Orthodox Calendar

Jan. 16, 2048
Thursday of the 32nd week after Pentecost

No Fast

Commemorations

  • Veneration of Chains of Apostle Peter

Scripture Readings (KJV)

James 4.7-5.9 (Epistle)

7Submit yourselves therefore to God. Resist the devil, and he will flee from you. 8Draw nigh to God, and he will draw nigh to you. Cleanse your hands, ye sinners; and purify your hearts, ye double minded. 9Be afflicted, and mourn, and weep: let your laughter be turned to mourning, and your joy to heaviness. 10Humble yourselves in the sight of the Lord, and he shall lift you up. 11Speak not evil one of another, brethren. He that speaketh evil of his brother, and judgeth his brother, speaketh evil of the law, and judgeth the law: but if thou judge the law, thou art not a doer of the law, but a judge. 12There is one lawgiver, who is able to save and to destroy: who art thou that judgest another?

13Go to now, ye that say, To day or to morrow we will go into such a city, and continue there a year, and buy and sell, and get gain: 14Whereas ye know not what shall be on the morrow. For what is your life? It is even a vapour, that appeareth for a little time, and then vanisheth away. 15For that ye ought to say, If the Lord will, we shall live, and do this, or that. 16But now ye rejoice in your boastings: all such rejoicing is evil. 17Therefore to him that knoweth to do good, and doeth it not, to him it is sin.

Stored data
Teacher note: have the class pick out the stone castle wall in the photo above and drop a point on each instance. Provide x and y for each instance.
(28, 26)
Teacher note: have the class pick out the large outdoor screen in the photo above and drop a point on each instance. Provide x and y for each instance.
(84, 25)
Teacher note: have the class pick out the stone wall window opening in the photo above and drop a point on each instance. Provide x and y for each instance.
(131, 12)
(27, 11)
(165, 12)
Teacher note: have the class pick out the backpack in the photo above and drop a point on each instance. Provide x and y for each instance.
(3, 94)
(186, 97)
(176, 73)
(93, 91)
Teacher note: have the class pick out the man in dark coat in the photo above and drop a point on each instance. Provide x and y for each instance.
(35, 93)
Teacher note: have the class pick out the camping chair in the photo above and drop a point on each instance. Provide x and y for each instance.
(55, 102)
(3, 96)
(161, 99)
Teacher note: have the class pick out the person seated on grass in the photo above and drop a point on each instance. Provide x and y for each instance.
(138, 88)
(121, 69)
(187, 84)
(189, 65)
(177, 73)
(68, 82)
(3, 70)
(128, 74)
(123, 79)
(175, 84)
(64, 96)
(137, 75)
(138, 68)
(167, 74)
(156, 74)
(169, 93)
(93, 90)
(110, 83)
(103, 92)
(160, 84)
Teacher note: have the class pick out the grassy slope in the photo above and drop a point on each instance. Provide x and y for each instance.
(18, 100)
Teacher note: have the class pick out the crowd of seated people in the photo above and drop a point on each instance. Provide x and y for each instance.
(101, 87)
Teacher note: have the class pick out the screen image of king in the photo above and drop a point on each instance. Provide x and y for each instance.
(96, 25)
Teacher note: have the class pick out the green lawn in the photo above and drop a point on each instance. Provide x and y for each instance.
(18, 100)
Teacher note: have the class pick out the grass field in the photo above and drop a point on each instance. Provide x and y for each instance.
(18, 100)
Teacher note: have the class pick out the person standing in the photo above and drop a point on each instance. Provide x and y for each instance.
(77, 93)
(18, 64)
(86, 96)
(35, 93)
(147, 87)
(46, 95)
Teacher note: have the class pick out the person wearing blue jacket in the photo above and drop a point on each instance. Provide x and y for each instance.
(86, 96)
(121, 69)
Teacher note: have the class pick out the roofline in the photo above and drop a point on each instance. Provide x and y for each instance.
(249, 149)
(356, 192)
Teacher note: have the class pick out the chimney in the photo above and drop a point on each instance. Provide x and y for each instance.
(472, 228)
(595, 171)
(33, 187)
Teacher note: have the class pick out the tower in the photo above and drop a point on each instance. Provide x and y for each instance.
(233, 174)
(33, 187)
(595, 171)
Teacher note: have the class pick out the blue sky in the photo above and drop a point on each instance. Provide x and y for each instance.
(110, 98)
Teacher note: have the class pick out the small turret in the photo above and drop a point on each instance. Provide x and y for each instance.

◆ WORK TO COMPLETE ◆
Can you rewrite the Orthodox calendar passage that begins at "James 4.7-5.9 (Epistle)" and stops after "that judgest another?", putting "near" in place of "nigh" each time it occurs?

◆ THE COMPLETED TASK ◆
James 4.7-5.9 (Epistle)

7Submit yourselves therefore to God. Resist the devil, and he will flee from you. 8Draw near to God, and he will draw near to you. Cleanse your hands, ye sinners; and purify your hearts, ye double minded. 9Be afflicted, and mourn, and weep: let your laughter be turned to mourning, and your joy to heaviness. 10Humble yourselves in the sight of the Lord, and he shall lift you up. 11Speak not evil one of another, brethren. He that speaketh evil of his brother, and judgeth his brother, speaketh evil of the law, and judgeth the law: but if thou judge the law, thou art not a doer of the law, but a judge. 12There is one lawgiver, who is able to save and to destroy: who art thou that judgest another?